▸ Exercise aim: What you produce should be every line from the data that includes "below".

▸ Information supplied:
--- START ---

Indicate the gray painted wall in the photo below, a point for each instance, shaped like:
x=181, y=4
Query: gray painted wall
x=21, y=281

--- END ---
--- START ---

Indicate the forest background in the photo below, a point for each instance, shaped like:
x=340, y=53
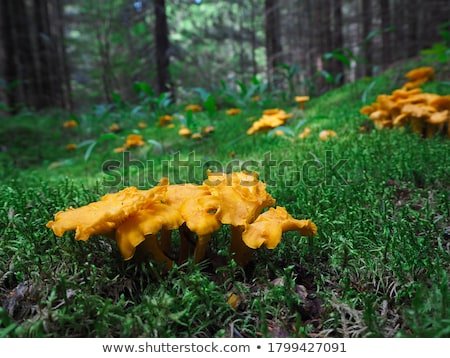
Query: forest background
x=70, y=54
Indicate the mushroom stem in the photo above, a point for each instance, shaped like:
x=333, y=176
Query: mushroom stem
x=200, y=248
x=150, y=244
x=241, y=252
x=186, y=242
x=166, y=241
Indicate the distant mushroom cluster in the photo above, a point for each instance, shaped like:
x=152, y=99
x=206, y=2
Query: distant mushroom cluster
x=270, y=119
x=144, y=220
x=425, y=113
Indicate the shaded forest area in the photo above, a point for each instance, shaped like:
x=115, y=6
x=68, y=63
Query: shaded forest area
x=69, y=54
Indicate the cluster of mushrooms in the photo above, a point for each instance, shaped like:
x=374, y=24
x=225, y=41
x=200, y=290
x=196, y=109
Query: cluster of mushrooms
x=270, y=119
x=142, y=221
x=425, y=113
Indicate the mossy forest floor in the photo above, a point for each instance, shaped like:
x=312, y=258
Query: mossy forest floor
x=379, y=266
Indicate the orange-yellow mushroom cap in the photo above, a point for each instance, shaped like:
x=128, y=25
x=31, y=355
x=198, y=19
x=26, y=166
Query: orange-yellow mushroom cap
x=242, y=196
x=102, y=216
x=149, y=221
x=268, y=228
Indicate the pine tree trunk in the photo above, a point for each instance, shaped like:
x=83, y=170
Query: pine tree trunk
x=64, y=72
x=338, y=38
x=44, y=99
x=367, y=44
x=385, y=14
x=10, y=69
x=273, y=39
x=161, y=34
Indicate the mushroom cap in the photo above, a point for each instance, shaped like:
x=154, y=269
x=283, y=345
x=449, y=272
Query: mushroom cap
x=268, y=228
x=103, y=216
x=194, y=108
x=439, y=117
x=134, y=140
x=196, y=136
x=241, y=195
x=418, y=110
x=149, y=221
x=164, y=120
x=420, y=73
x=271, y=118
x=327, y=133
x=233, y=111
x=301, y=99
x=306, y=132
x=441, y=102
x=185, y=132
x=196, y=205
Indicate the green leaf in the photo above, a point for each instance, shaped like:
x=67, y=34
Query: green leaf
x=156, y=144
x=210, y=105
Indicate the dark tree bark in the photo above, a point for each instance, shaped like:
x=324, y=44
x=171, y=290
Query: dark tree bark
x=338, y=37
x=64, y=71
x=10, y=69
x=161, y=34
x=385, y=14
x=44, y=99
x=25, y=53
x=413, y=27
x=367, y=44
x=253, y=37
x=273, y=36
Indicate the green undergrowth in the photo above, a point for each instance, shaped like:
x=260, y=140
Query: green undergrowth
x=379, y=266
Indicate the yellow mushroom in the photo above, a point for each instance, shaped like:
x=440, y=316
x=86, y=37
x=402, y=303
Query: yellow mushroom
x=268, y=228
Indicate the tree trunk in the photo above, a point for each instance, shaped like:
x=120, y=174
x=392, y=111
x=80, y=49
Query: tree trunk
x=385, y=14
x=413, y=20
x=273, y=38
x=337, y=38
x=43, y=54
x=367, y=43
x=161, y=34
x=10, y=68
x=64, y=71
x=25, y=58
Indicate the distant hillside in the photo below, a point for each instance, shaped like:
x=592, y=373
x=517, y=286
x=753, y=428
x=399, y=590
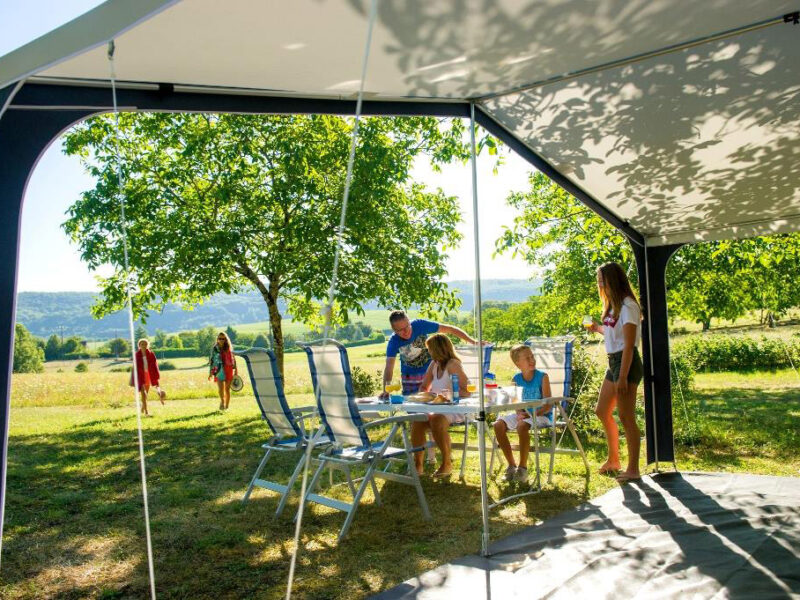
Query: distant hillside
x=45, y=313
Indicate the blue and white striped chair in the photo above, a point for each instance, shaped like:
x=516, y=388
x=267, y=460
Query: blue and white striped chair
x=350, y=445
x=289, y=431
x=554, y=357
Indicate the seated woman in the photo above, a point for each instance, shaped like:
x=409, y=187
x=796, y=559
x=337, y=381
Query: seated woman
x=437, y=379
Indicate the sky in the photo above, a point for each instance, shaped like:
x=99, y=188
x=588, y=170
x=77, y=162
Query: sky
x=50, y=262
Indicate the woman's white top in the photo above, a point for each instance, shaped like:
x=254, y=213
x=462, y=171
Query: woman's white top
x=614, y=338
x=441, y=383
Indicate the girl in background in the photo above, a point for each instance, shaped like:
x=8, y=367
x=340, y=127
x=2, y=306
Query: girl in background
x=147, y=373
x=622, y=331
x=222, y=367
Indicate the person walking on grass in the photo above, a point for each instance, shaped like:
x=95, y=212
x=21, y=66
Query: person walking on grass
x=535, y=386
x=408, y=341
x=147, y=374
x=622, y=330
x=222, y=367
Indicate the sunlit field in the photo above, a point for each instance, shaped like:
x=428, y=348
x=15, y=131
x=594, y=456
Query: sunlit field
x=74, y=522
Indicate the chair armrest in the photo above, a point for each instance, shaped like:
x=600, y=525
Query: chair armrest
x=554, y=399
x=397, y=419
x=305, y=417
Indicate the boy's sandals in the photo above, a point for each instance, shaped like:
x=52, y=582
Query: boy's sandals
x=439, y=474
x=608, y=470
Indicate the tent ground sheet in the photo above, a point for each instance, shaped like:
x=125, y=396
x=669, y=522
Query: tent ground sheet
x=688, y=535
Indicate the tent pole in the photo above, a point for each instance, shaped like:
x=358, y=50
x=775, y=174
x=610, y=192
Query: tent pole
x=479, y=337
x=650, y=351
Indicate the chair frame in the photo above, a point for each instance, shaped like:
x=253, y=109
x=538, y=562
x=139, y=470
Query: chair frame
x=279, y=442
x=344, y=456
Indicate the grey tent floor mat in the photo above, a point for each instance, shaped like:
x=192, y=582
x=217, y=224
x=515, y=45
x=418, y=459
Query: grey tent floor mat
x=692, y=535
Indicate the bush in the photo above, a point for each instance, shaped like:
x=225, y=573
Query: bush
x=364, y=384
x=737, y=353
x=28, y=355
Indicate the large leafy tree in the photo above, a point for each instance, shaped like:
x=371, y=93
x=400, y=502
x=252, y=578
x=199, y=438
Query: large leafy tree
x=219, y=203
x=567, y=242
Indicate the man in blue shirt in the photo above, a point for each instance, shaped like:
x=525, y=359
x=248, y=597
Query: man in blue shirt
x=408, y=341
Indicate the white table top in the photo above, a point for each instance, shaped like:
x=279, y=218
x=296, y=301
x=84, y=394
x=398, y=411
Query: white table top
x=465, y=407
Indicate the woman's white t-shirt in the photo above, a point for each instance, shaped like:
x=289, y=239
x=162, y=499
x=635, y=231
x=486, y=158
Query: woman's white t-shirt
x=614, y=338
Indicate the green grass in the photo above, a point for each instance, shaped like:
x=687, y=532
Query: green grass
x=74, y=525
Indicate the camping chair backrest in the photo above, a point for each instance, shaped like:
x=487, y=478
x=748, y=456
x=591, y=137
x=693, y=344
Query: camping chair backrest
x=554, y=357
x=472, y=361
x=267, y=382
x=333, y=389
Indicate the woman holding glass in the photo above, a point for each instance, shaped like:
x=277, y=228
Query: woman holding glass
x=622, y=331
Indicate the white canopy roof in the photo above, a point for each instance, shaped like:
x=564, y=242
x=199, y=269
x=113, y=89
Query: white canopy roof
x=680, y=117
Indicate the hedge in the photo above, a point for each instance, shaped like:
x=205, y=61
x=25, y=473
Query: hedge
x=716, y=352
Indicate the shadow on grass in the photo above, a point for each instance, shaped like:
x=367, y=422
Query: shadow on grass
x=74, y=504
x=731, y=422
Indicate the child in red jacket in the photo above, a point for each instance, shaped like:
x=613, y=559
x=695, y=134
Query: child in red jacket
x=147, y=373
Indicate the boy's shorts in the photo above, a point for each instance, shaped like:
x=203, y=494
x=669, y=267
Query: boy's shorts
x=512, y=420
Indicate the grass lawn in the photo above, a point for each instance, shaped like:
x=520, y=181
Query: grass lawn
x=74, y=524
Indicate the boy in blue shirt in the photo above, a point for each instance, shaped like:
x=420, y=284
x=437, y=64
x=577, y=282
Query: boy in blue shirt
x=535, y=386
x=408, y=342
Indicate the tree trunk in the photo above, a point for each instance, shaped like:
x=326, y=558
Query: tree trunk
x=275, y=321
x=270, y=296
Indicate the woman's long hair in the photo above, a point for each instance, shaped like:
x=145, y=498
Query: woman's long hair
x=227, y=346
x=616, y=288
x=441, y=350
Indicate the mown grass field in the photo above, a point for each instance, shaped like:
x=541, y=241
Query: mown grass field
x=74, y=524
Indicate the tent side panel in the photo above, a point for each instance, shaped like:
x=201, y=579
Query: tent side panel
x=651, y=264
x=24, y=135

--- END ---

▸ Result of this exercise:
Indicate the gray painted wall in the photo below, a point for each instance, shaped like:
Indicate the forest background in the photo below, a point for each instance, shaped like:
Indicate the distant hillside in the photo below, a point for each instance, shaped like:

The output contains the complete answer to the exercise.